### PROBLEMA PLANTEADO A
En el texto sobre la política tributaria argentina, enumera todos los impuestos que aparecen nombrados con la forma «impuesto a…» o «impuesto sobre…».

### TEXTO DE LECTURA
▶

El “debe” no es menor. Subsisten, en el impuesto a las ganancias de las personas, las desgravaciones que benefician a los ingresos de los más ricos: del decil (el 10%) y en especial el centil (el 1%) más altos de la escala. La estructura de las alícuotas del impuesto personal también los favorece, dado que la tasa máxima (de 35%: igual a la del impuesto sobre las sociedades) es muy inferior a la vigente en la mayor parte de los países con los que Argentina debe compararse. Después de más de tres décadas de democracia tampoco se ha restablecido, salvo en las provincias de Buenos Aires y Entre Ríos, el impuesto sobre las herencias eliminado por Martínez de Hoz, ni se ha reforzado la recaudación patrimonial, en especial sobre la tierra. El atraso histórico de las valuaciones fiscales es un indignante subsidio a los terratenientes que violenta el sentido común y señala la corresponsabilidad de las provincias en la actual situación. Para peor, en un país con muy débil imposición patrimonial, el gobierno acaba de anunciar la posible eliminación del impuesto a los bienes personales sin que se promueva su sustitución por el aumento de los tributos territoriales provinciales, tan débiles.

◀

Entradas guardadas:
▶

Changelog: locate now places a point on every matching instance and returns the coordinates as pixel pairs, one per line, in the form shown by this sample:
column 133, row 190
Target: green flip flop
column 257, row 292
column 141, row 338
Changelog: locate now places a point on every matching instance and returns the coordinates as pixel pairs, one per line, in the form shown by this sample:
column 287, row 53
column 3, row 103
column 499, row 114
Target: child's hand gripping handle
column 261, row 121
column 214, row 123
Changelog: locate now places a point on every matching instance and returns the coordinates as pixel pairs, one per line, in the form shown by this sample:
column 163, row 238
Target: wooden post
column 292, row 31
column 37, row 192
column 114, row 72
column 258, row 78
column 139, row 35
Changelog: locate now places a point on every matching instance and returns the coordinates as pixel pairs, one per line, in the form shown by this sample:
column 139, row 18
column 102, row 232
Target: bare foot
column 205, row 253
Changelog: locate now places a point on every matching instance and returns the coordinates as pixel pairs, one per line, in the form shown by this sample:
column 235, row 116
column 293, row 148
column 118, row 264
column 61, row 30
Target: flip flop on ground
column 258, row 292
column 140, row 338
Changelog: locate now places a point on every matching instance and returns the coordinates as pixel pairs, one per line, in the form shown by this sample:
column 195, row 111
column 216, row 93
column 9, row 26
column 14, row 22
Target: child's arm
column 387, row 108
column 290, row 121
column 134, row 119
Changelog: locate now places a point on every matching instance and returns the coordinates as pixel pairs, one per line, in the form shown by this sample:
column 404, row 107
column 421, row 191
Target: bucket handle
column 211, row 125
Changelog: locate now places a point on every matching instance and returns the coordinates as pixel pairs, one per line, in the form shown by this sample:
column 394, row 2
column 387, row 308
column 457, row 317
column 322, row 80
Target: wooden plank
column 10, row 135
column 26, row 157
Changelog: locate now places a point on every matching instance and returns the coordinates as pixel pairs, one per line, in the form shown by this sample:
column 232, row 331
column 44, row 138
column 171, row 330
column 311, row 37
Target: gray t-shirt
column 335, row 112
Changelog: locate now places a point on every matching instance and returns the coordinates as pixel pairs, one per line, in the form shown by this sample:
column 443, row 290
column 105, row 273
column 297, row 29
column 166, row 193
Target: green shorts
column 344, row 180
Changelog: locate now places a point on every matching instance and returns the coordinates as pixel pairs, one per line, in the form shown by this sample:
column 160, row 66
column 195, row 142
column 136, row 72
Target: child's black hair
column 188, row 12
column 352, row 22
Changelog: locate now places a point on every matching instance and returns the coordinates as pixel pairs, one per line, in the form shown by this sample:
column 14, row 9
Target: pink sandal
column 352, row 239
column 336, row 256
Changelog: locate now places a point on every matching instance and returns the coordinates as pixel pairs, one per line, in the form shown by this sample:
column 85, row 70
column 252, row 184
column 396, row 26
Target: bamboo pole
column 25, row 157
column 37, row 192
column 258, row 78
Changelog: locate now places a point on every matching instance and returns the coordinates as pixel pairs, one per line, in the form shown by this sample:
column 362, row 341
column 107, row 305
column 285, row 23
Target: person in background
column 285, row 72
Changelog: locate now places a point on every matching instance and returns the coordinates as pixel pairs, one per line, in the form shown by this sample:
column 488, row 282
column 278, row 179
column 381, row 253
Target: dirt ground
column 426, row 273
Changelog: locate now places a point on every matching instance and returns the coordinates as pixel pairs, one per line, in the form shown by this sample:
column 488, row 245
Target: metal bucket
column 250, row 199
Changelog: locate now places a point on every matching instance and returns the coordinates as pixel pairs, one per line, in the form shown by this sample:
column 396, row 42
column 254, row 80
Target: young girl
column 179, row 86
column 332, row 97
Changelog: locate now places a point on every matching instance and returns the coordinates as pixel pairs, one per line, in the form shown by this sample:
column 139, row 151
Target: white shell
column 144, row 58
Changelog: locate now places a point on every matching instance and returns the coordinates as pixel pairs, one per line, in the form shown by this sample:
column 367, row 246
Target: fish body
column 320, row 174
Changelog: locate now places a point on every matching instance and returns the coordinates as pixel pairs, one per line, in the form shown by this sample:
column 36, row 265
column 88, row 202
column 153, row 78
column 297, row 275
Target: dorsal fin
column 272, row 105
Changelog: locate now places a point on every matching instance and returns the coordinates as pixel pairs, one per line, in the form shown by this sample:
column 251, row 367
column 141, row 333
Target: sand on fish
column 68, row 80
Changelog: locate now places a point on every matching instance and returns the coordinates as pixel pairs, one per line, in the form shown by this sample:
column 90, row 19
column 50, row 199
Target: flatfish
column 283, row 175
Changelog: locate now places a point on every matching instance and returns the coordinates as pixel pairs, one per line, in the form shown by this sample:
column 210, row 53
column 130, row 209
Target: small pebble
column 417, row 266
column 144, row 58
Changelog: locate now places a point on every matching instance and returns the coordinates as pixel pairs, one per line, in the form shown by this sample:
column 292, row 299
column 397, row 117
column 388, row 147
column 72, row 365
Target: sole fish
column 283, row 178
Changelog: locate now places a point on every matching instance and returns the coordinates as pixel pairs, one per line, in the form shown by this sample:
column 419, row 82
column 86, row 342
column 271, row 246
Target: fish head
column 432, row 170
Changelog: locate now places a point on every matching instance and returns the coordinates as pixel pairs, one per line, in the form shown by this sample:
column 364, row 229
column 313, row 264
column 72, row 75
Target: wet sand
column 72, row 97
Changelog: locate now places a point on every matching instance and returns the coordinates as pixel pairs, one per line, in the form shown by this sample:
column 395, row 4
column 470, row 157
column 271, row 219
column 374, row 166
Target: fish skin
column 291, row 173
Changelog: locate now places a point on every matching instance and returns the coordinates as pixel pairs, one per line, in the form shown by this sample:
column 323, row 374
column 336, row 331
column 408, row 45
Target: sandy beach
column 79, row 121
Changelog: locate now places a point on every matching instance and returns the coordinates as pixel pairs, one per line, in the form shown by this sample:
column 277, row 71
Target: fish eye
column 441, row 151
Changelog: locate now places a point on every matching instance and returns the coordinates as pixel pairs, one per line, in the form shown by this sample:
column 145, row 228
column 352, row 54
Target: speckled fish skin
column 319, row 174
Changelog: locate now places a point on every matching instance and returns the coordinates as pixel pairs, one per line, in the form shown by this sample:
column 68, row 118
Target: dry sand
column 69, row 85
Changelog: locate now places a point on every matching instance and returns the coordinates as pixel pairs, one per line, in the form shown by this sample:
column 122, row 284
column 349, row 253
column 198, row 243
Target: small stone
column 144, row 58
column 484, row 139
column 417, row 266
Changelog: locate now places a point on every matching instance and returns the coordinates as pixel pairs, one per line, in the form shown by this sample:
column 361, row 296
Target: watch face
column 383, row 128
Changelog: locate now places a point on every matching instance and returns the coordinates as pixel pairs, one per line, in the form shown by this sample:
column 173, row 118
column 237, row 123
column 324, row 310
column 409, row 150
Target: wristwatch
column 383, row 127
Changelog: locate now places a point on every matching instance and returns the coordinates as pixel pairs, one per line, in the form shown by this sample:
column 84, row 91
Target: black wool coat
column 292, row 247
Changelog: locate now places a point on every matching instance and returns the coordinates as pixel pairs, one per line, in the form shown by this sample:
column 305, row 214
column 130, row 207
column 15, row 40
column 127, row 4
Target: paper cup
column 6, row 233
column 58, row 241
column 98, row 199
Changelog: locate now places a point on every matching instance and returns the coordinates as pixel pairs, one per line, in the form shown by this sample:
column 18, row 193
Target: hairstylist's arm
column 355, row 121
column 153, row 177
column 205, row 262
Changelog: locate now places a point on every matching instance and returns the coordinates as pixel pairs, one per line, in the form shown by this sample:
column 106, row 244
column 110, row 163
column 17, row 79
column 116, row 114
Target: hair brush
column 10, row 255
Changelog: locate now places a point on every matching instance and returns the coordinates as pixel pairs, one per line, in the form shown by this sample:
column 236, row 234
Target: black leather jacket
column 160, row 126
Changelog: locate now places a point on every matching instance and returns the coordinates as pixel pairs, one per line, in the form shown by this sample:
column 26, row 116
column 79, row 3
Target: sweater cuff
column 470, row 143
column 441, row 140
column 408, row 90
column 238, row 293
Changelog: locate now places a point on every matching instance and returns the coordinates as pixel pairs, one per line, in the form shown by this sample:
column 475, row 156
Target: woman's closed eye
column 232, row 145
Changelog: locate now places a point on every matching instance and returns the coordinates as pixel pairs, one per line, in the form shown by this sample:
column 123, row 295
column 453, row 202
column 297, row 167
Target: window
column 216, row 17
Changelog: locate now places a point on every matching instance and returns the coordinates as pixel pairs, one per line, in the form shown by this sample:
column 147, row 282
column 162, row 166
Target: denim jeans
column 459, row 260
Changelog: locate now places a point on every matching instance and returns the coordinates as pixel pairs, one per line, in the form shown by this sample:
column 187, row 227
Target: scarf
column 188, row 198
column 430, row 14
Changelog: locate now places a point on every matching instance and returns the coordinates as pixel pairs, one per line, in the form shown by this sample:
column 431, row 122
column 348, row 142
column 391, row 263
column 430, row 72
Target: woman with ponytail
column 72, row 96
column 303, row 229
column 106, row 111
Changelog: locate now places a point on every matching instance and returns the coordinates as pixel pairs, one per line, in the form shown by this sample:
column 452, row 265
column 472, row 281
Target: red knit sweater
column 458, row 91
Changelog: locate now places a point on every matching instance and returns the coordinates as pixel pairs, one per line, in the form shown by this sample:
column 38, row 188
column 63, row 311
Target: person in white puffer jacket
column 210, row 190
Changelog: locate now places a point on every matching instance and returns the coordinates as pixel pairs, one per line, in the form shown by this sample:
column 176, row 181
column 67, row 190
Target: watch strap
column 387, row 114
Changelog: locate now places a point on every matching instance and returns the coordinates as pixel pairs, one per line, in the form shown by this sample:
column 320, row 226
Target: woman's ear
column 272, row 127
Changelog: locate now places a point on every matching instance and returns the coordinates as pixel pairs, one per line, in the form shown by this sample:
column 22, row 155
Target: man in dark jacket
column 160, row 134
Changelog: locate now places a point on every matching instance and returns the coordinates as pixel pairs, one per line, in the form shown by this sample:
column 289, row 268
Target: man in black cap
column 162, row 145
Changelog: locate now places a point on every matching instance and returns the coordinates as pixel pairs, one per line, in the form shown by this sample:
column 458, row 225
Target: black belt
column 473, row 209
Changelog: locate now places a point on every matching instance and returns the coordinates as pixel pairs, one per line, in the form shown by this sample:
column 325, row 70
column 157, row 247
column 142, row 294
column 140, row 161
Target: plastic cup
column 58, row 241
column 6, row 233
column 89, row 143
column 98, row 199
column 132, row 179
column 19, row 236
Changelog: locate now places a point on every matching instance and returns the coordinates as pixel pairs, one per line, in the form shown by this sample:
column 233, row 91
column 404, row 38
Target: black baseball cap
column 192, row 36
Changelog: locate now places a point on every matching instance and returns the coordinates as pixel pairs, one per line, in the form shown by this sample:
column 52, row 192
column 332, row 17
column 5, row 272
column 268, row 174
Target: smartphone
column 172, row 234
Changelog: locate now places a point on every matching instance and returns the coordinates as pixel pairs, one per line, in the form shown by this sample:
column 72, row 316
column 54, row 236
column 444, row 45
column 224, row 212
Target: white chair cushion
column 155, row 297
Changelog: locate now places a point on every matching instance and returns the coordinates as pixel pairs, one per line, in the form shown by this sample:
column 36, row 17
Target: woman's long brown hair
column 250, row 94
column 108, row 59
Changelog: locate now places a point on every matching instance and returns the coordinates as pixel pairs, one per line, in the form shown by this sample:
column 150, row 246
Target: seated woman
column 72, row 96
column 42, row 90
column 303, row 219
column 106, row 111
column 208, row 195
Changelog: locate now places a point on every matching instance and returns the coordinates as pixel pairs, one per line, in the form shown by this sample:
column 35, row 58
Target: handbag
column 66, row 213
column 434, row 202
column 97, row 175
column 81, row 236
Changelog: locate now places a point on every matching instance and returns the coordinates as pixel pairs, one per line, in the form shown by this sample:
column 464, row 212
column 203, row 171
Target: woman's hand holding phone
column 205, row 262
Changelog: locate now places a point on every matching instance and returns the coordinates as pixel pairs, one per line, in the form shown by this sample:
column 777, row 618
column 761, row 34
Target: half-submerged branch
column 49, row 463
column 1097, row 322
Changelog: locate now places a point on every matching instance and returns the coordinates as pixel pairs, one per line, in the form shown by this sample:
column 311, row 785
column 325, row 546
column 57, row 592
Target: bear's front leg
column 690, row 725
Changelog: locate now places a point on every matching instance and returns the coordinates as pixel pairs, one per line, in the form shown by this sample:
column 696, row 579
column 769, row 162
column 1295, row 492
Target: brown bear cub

◀

### PROBLEMA PLANTEADO B
Indica cuántas líneas de los registros contienen la cadena "brown", teniendo en cuenta mayúsculas y minúsculas. Responde solo con el número.

### RESPUESTA COMPLETA A
- Impuesto a las ganancias de las personas
- Impuesto sobre las sociedades
- Impuesto sobre las herencias
- Impuesto a los bienes personales

### RESPUESTA COMPLETA B
2